[start of PROVIDED INFORMATION]

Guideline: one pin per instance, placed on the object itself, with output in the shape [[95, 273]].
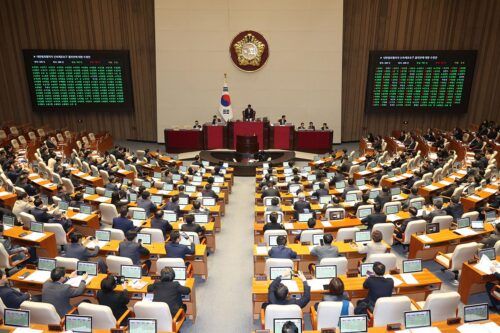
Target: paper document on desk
[[80, 216], [262, 250], [38, 276], [34, 236], [408, 278], [291, 285]]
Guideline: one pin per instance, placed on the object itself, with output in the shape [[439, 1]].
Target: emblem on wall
[[249, 51]]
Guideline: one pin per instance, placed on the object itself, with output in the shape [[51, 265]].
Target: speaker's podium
[[258, 128]]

[end of PROVIDED INFORMATION]

- REQUEST
Copy every one of the records above word for word, but leave the pictures out of your copy.

- ANSWER TO THIS PROBLEM
Guideline: one pin per instance, placed on the object itself, with output in the shape [[95, 273]].
Target: paper document on desk
[[80, 216], [262, 250], [38, 276], [34, 236], [408, 278], [291, 285]]
Guideline: one pin per instance, placed on the object itself, with output in the shape [[439, 1]].
Target: emblem on wall
[[249, 51]]
Guideline: one pin per instance, placed on the object itself, with output in the shape [[51, 265]].
Target: speaker's podium
[[258, 128]]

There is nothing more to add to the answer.